**Supplied passage**
NYC, the Knicks and What have you
NYC is much in the news these days with the Knicks seemingly set to win the NBA crown. You have to be careful anytime you assert ‘something is in the news’ because it’s possible it’s just in your news, your feed, reinforced and self-perpetuating with each like, follow, linger or forward of any given post.
As least in my curated algorithm, the Knicks, the games, and the streets of NYC including watch-parties and street corner gatherings have garnered a certain momentum of celebration. I’m a big NYC appreciator - lived there, fish there for most of my business clients, still read Crain's Business Journal for the micro-business take on the city, do the Five Boro bike tour whenever I can and read the New Yorker since I was 20, which while this publication covers a variety of international and national issues, at its core is a tribal coverage of the five boros.
Mamdani continues to impress - policy success in real life and real time still to be determined - but as for a coherent vision of what he sees as important for NY, and building coalitions around that goal, he seems to be on the right track. His infectious smile hurts my face just looking at it. He eschewed a front-row ticket to the Knicks game, though you can bet it was available to him with all the celebs showcasing their status and access. Instead he picks a fight with the Knicks owner and watches the game from a small LGBTQ bar. He’s got a good feel for the micro-political theater, which is an interesting skill in one of the world’s largest cities.
Glad I checked my facts before posting - seems Mamdani did attend game 3 but with nose bleed seats. The NYPost seems to think this is a betrayal of his 'everyman' act, since even the nose-bleed seats are tough to get and are expensive. But, not to me - since I'm sure he could have gotten court side, could have gotten opening ceremonies, and could be putting himself front and center in the whole spectacle. (remember, this is just my world-view, wholly determined by what's being fed me in my social media). That's a more typical approach and tactic of a NY politician.

Saved entries:
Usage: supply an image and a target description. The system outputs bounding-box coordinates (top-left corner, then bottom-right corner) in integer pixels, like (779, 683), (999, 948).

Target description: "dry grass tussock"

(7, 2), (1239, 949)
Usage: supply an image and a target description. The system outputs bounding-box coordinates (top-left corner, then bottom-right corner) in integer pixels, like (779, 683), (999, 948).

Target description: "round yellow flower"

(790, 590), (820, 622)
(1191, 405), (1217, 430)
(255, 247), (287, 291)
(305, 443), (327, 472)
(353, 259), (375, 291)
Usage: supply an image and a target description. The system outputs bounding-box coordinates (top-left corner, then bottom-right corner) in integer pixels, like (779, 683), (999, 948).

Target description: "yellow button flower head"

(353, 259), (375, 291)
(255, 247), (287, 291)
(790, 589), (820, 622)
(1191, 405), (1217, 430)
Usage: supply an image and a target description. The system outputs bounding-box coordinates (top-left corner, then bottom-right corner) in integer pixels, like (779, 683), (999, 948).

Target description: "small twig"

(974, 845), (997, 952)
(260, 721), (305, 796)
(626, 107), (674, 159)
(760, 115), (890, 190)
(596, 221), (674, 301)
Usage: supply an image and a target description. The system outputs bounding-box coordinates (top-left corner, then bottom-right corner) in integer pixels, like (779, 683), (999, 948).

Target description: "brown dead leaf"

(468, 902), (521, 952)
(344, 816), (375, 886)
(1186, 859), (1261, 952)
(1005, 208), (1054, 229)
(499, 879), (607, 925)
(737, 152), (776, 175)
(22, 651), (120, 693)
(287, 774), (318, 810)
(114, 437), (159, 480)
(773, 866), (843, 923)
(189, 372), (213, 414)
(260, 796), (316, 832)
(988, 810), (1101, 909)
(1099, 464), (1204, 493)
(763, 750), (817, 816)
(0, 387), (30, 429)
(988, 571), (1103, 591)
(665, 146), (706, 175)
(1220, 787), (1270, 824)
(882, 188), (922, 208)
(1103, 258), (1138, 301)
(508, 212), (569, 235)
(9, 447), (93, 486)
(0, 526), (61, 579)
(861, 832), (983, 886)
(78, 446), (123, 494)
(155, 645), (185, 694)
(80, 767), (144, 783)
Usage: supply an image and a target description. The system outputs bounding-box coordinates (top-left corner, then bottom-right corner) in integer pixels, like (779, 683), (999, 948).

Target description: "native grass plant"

**Brief 1**
Can you answer these from the post about the Knicks and NYC?
(a) Since what age has the writer read the New Yorker?
(b) Where did Mamdani watch the game after passing up a front-row ticket?
(c) Which game did Mamdani attend, and in what kind of seats?
**Brief 2**
Does the post about the Knicks and NYC support each statement? Answer yes or no and quote the words that decide it.
(a) The writer still reads Crain's Business Journal.
(b) The NYPost praised Mamdani's choice of seats.
(c) The writer has never lived in NYC.
**Brief 3**
Pick up the post about the Knicks and NYC after its last sentence and keep writing.
You won't need the entries for anything here.

**Exercise output 1**
(a) Since age 20.
(b) At a small LGBTQ bar.
(c) Game 3, in nose bleed seats.

**Exercise output 2**
(a) Yes: "still read Crain's Business Journal for the micro-business take on the city"
(b) No: "The NYPost seems to think this is a betrayal of his 'everyman' act"
(c) No: "I’m a big NYC appreciator - lived there"

**Exercise output 3**
Taylor Swift on the other hand, she just can’t see someone else’s parade and not want to be the Queen of it. I remember thinking the same thing when Olivia Rodrigo was singing Vampire at one of the award shows and Swift stole some thunder by standing, and dancing with prominence, knowing full-well where the cameras would swing. She did it with Karol G, but less so. And now with the Knicks - seeing all the attention hoisted on the celebs she’s like “I need to be there” and so she was, getting a lot of attention for a sport and city that as far as I know holds no particular interest for her. Her over-the-top fandom wherever she is grates on my sense of propriety. Think about - worth billions, universally lauded, applauded and even worshipped around the world and still needs not to miss out on a moment of international fame and attention. Trump-like. Her constant energy is exhausting. Humans - we are a weird bunch.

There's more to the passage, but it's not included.